YOUR OBJECTIVE: Which lines of the material contain the string "snow"? Show each of them, and treat uppercase and lowercase as different.

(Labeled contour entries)
+ + + + + + +
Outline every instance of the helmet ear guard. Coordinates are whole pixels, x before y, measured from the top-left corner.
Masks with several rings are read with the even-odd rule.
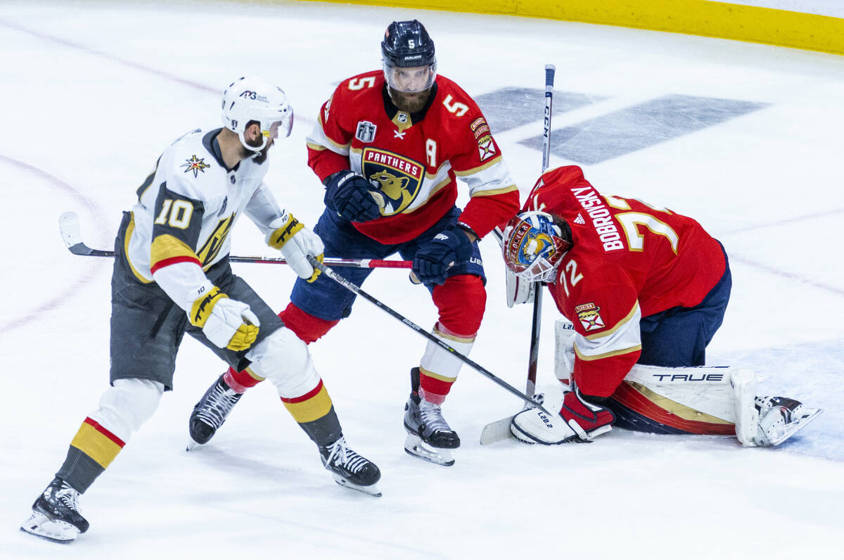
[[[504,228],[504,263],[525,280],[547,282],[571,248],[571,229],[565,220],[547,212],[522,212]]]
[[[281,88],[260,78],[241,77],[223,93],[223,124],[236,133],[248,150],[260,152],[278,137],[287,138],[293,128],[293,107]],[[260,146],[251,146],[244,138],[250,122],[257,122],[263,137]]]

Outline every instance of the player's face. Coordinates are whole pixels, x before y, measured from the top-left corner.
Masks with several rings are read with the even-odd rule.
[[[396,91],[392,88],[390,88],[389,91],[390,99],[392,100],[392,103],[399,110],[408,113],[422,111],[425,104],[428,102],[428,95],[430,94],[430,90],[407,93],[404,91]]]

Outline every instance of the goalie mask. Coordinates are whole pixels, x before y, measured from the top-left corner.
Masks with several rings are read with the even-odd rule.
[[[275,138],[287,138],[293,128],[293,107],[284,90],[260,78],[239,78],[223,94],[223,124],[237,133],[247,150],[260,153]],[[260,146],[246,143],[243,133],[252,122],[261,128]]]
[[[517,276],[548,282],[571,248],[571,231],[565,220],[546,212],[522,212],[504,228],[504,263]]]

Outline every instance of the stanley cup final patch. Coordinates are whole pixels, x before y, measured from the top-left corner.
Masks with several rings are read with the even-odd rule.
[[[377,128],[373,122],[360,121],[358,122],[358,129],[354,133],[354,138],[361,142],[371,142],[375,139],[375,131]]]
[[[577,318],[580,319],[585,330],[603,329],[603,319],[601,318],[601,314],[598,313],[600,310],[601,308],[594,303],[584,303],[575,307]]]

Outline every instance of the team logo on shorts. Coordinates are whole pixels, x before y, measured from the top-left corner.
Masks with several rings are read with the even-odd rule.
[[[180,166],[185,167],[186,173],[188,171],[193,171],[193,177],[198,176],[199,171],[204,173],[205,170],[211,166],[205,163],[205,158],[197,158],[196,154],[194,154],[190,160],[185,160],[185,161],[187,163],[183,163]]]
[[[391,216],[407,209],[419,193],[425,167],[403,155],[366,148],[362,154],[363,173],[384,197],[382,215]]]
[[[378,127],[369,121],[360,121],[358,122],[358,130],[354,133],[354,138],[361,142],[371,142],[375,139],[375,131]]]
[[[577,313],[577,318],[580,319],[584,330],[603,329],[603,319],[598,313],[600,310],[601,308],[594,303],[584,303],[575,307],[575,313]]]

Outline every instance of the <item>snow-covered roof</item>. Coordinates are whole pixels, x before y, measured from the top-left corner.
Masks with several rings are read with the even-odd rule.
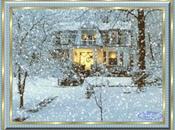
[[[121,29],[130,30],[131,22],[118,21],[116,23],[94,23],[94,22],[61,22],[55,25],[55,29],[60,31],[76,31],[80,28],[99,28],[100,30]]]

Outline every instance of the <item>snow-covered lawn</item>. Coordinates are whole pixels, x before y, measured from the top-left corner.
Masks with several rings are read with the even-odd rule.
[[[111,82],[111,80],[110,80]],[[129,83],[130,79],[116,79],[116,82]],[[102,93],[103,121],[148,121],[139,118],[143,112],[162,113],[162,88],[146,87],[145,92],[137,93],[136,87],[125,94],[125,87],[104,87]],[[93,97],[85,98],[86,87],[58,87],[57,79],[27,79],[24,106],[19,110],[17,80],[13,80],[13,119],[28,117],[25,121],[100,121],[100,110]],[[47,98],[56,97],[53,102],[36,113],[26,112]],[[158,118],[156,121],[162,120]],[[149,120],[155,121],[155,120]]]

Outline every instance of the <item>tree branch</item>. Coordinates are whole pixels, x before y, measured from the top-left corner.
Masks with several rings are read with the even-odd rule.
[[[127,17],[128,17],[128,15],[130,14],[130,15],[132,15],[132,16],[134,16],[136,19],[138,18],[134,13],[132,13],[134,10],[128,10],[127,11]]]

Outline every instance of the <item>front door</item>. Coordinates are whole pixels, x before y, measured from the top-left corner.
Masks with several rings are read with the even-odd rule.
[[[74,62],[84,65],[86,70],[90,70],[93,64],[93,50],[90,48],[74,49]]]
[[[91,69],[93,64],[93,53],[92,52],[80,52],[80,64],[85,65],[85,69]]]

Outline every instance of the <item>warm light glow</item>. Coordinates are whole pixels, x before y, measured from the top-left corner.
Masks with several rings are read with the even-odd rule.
+ + + + + + +
SOLUTION BELOW:
Outline every instance of the <item>snow-covered roof</item>. Coordinates are whole pixels, x before y, measured from the top-left corner.
Outline every instance of the <item>snow-covered lawn</item>. Coordinates are whole pixels, x before y, measured from the top-left corner.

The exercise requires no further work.